Page:
The request for that evidence was made in the Case Management Directions that attached to the calling in letter (quoted above). The operator was, as at the date of the public inquiry, in clear breach of this undertaking as absolutely no traffic evidence had been produced as at the date of the public inquiry.

In relation to the production of maintenance evidence the general undertaking recorded on this operator’s licence (and indeed on every operator’s licence) states:

“Records are kept (for at least 15 months) of all driver reports that record defects, and all safety inspection, routine maintenance and vehicle repair reports, and that these are made available on request” [emphasis added]

 The request for that evidence was made in the Case Management Directions that attached to the calling in letter. The operator was, as at the date of the public inquiry, in clear breach of this undertaking as (a) no maintenance related evidence was received at least 14 days before the public inquiry and (b) only partial maintenance records were brought to the public inquiry.

I was unable to look at maintenance or traffic compliance in the public inquiry given the lack of evidence before me. I therefore decided, whilst I was in the hearing, to not make any determination on maintenance/traffic compliance and to limit the issues to be determined to those set out in paragraph 9 above. That is why I told Mr Steere, at the very end of the public inquiry, not to send in any further evidence after the public inquiry had finished.

Pulling everything together the operator breached a specific undertaking given to the Deputy Traffic Commissioner in a formal public inquiry, the operator failed to answer important correspondence from the Office of the Traffic Commissioner (the REL) and then failed to comply with the calling in letter and Case Management Directions that attached to that calling in letter and the operator breached the two general undertakings quoted in paragraphs 28 and 30 above.

The operator has, I find, failed to co-operate with the Office of the Traffic Commissioner and also with the (Deputy) Traffic Commissioner.

The operator cannot plead ignorance to what is required, notwithstanding it being obvious that it should co-operate with the Traffic Commissioner at all times. So held the Upper Tribunal in the appeal cases of MGM Haulage and Recycling Ltd 2012/030 and LA & Z Leonida TA ETS 2014/024.

In the appeal case of MGM Haulage and Recycling Ltd 2012/030 the Upper Tribunal held that all operators are deemed to know the advice and guidance that is in the public domain. Here that would include the Statutory Documents issued by the Senior Traffic Commissioner which have been in the public domain for over 15 years and are available on the Gov.UK website.

Exercise goal:
Carry on the traffic commissioner's decision about this operator from the point where it stops.

Excerpted records:
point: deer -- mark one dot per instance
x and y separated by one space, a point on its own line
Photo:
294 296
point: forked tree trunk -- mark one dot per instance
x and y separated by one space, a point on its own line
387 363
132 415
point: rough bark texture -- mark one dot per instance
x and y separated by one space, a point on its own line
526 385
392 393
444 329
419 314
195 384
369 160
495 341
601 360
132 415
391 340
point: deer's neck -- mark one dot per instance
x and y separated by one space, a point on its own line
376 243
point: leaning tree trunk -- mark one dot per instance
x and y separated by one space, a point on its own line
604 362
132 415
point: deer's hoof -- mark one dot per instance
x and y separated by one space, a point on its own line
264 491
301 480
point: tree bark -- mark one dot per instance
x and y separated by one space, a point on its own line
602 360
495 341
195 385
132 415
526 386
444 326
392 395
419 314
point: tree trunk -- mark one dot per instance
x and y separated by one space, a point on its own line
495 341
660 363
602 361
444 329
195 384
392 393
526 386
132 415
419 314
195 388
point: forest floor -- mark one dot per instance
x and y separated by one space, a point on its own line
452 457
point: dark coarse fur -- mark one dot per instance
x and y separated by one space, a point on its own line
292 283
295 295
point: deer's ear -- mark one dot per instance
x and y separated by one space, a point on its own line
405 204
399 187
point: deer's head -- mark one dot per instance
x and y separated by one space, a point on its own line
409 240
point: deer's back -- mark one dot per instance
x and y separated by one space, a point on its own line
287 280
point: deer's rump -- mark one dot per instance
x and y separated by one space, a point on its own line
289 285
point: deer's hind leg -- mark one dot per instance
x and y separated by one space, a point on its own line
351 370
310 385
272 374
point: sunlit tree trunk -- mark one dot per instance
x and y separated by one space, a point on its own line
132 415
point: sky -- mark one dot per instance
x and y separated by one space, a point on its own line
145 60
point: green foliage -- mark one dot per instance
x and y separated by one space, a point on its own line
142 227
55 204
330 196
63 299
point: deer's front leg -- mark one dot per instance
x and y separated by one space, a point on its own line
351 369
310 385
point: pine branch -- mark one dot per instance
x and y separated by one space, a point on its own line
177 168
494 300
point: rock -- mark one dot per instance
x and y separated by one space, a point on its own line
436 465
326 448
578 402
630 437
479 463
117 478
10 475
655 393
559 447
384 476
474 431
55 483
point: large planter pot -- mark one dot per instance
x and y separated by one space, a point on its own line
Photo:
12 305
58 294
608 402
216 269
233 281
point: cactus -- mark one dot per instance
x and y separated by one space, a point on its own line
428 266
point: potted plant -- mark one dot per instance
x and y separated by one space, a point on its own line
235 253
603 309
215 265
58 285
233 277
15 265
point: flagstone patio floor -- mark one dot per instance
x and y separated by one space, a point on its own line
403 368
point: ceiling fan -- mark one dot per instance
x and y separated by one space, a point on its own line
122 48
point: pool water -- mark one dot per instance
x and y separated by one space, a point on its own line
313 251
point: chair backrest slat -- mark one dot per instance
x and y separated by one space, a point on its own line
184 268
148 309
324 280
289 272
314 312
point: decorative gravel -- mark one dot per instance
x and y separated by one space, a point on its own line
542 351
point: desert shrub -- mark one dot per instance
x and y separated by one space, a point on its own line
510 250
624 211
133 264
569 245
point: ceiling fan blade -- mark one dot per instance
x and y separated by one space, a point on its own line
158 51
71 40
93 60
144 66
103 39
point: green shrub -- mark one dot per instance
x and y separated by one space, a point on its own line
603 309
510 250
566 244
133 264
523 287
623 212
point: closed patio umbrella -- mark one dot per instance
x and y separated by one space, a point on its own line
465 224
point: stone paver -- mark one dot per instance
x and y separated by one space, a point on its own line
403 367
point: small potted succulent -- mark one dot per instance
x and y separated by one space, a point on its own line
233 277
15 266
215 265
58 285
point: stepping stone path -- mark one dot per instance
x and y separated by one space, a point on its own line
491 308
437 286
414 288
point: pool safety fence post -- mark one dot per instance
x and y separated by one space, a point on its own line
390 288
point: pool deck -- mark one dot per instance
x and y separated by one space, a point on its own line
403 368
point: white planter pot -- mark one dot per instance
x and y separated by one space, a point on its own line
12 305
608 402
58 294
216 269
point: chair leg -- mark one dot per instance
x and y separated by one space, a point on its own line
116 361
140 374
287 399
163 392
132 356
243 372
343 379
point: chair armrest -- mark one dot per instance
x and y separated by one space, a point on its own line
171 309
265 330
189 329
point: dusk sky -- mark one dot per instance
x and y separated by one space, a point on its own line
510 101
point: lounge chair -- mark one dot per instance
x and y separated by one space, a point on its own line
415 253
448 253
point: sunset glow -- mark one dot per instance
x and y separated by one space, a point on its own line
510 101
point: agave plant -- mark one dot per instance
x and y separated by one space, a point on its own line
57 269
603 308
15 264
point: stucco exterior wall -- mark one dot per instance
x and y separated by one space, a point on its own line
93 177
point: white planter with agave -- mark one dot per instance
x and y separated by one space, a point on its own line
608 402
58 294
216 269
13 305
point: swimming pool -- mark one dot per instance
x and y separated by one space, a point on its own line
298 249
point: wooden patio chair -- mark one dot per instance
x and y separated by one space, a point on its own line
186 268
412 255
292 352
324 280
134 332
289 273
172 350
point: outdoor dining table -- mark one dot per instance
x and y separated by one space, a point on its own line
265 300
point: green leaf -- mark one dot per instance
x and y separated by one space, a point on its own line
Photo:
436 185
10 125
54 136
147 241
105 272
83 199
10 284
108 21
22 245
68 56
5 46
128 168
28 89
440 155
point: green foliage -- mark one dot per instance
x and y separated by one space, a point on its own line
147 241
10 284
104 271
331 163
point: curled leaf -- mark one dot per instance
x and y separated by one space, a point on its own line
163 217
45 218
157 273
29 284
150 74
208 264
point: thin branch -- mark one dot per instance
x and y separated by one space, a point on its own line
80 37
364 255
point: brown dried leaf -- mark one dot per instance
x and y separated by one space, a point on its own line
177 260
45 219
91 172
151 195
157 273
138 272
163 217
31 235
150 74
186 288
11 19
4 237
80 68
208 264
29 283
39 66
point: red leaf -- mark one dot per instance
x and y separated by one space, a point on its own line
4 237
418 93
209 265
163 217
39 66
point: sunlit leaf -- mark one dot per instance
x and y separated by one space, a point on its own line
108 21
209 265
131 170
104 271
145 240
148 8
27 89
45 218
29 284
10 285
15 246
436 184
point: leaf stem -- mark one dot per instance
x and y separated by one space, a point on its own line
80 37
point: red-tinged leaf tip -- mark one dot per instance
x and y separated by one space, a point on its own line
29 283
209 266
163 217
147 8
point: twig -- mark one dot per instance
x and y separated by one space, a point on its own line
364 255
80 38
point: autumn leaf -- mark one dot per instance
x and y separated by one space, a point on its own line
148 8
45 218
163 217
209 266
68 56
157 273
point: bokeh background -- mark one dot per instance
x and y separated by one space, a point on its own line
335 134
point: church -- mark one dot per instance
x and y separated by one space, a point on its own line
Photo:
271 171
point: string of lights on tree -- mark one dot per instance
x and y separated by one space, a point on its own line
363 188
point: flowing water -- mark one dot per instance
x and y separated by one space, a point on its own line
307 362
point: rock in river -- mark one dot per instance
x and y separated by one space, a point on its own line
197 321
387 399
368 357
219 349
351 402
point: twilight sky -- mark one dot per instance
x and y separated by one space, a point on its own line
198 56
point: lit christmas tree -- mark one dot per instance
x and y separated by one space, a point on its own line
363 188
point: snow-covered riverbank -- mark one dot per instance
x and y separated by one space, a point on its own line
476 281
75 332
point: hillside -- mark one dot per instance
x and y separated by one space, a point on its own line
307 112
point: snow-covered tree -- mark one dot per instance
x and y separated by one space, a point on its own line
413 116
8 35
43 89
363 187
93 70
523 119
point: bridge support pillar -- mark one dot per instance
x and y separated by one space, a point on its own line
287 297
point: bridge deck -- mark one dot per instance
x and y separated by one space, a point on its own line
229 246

Task answer:
In the appeal case of LA & Z Leonida TA ETS 2014/024 the Upper Tribunal said:

“It does not matter whether an operator’s licence is held by an owner operator, a partnership or a limited company because in each case the person or persons responsible for managing the business bear the ultimate responsibility for ensuring that the road transport aspect of the business operates in compliance with the regulatory regime. That means they cannot plead ignorance or put the blame on the transport manager because they are required to have sufficient knowledge of the regulatory regime to ensure compliance in general and the proper performance of the transport manager’s duties in particular.”

That doctrine applies here; that when any type of operator’s licence is granted the operator is expected to have the required basic knowledge from the day of grant to ensure compliance with the regulatory regime. That is why all applicants for an operator’s licence sign a formal declaration on the GV79 application form to confirm that there will be compliance with all of the undertakings and conditions on the licence and that the laws relating to the driving and operation of vehicles used under the licence will be observed.

There were very limited positives in this case; the sole director had (late and in breach of the specific undertaking) completed an OLAT course, the operator apologized for that breach, the operator told me it wanted to be compliant going forward.

BALANCING EXERCISE

Negatives I have found in this case:

  • Breach of the specific undertaking given to the Deputy Traffic Commissioner in a public inquiry. I attach very significant weight to this.
  • Breach of the REL issued by the Office of the Traffic Commissioner on behalf of the Traffic Commissioner. I attach significant weight to this.
  • Failure to comply with the maintenance related Case Management Directions. I attach significant weight to this.
  • Failure to comply with the traffic Case Management directions. I attach significant weight to this.
  • Breach of the maintenance general undertaking quoted in this written decision. I attach significant weight to this.
  • Breach of the traffic general undertaking quoted in this written decision. I attach significant weight to this.

Positives I have found in this case:

  • That the OLAT was completed by the sole director (albeit late and in breach of the specific undertaking). I attach moderate (meaningful) weight to this; she had agreed to this in a public inquiry and was therefore expected to complete the course.
  • The operator’s apology given in the public inquiry. I attach moderate (meaningful) weight to this.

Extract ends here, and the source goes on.